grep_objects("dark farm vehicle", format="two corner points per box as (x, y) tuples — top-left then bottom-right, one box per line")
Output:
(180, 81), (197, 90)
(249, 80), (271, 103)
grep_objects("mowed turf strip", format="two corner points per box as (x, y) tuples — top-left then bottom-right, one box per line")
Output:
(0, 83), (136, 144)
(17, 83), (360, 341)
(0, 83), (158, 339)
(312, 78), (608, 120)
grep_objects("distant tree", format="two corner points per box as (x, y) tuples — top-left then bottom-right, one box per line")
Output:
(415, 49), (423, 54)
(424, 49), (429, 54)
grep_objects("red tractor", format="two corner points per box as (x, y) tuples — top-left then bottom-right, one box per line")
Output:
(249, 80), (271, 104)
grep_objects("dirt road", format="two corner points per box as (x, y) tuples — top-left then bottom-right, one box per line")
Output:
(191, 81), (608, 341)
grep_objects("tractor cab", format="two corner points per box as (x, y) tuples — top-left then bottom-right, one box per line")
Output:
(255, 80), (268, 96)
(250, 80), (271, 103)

**YOUR GOAL**
Could you show every line of the listing that holds the string "tractor"?

**RESPONSE BOX**
grep_objects("red tractor", format="two corner points per box as (x, y) tuples — top-left then bottom-right, one box per line")
grep_objects("tractor cab", format="two corner points per box as (x, y) tuples — top-left then bottom-right, one box per line")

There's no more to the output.